* _STATED TASK_
Copy out every row below with "search tool" substituted for each "locate call", changing nothing else. Omit the pictures.

* _DATA FOR PROCESSING_
----
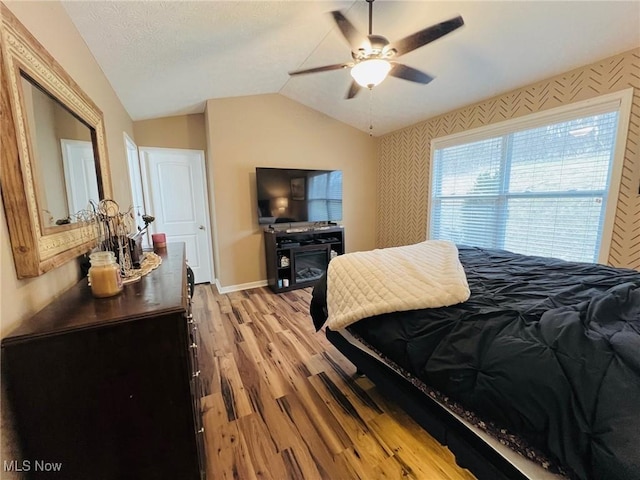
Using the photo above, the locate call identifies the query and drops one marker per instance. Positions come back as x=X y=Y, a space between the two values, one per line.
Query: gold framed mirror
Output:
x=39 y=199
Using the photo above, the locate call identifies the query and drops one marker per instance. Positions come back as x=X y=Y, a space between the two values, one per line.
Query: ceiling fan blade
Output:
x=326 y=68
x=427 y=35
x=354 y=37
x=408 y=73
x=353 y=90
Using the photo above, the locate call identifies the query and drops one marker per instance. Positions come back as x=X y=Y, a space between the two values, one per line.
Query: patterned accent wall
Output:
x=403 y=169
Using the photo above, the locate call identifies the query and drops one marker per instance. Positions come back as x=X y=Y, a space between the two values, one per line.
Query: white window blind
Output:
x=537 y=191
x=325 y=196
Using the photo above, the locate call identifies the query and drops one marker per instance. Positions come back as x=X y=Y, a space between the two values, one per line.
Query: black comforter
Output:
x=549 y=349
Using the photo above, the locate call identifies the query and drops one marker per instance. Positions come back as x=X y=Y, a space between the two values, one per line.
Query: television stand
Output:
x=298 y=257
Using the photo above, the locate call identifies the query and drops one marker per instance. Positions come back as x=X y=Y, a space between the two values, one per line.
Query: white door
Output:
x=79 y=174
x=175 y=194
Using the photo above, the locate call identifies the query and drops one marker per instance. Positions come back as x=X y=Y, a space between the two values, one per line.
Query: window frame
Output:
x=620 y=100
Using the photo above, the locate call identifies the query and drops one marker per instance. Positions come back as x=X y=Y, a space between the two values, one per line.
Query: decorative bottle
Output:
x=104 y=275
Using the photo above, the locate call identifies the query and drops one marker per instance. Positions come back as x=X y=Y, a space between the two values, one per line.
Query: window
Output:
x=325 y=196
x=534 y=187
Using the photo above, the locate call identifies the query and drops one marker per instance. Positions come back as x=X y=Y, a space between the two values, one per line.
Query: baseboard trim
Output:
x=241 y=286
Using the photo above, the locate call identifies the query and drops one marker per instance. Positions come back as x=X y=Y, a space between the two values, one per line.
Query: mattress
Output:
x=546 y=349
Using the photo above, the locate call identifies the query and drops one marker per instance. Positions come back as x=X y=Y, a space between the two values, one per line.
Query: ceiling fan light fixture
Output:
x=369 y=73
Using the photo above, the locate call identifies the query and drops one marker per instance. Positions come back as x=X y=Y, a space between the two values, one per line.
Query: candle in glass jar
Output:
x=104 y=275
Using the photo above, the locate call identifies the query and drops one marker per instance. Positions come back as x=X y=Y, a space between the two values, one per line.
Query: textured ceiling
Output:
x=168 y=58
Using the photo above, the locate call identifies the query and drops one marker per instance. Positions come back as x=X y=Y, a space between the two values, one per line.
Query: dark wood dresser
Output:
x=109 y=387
----
* _RESULT FOR THIS EXERCISE_
Using the photo above, the search tool identifies the query and drops one marker per instance. Positions come back as x=X y=Y, a space between the two values, one per line.
Query: gold framed mirror
Output:
x=39 y=199
Using the photo above, the search tool identifies the query and drops one marker per instance. Positions come back as x=X y=Y, a space between the two values, one per line.
Query: ceiling fan blade
Output:
x=326 y=68
x=427 y=35
x=354 y=37
x=408 y=73
x=353 y=90
Using the photo above, the search tool identifies the query and drops one marker per instance. Positions come back as x=X y=Y, a space between the two values, one per line.
Query: patterned accent wall
Output:
x=403 y=169
Using the photo above, the search tool identifies the query and drops one marker per instance. Positions come back as x=X y=Y, a space between the two values, one per line.
Query: white window blind
Output:
x=537 y=191
x=325 y=196
Using the photo above, the search tool identifies the query and drops one marker per instance. Positions come back as x=X y=Y, a space between the two values, one per line.
Query: black comforter
Output:
x=549 y=349
Using the photo above, the search tool identifies the query and drops one marker per instance. Positions come back as x=X y=Y, a space between the two values, one per line.
Query: television stand
Output:
x=298 y=257
Using the photo above, the search tool identifies the query and drops one marker per instance. Positions come back as x=X y=Y, a space between the two values, one per line.
Query: white door
Output:
x=79 y=174
x=175 y=194
Using the photo above, the search tool identifies the query and drops one marker per instance. Positions come back as x=X y=Y, a space between the two values, one per line.
Query: window frame
Output:
x=620 y=100
Using the photo above, the search tool identifies the query and drops one marker per instance. Positions come back as x=X y=Y, a space between the two values, one per line.
Query: decorative bottle
Output:
x=104 y=275
Using the photo above, the search tool identifies the query and drops one marker per instance. Positions come back as x=X y=Y, a space between the two values, one per line.
Query: window
Output:
x=325 y=196
x=534 y=187
Using the photo above, the search tool identifies the query and drops one marker per instance. Positions come back as x=X y=Y, a space between the two values, one per line.
Query: baseboard trim
Output:
x=241 y=286
Using the photo above, the search tool identifies the query and drops one marker per instance. Positions come back as x=X y=Y, a space between the two values, one per line.
Query: mattress
Output:
x=546 y=349
Using the photo above, the search tool identifies the query and drops one marker per instance. Positions come back as x=X y=Y, a space between the two values, one per line.
Query: ceiling fan light fixture
Output:
x=369 y=73
Using the photo above, the search tool identifies the query and drops one marker per instance. Positions come back as x=X y=Y, a space between the two values, one per line.
Query: candle in glass jar
Output:
x=104 y=275
Using the photo above, the search tool identifies the query and drops one marker per instance. Positions come back as x=X y=Y, a space between the two values, one per line.
Query: textured ceiling
Output:
x=168 y=58
Using the photo above, the search tool identifies the query and drops one marker per instance. Positions come back as x=X y=Y, a space between the two values, one per line.
Query: dark wood dresser
Output:
x=109 y=387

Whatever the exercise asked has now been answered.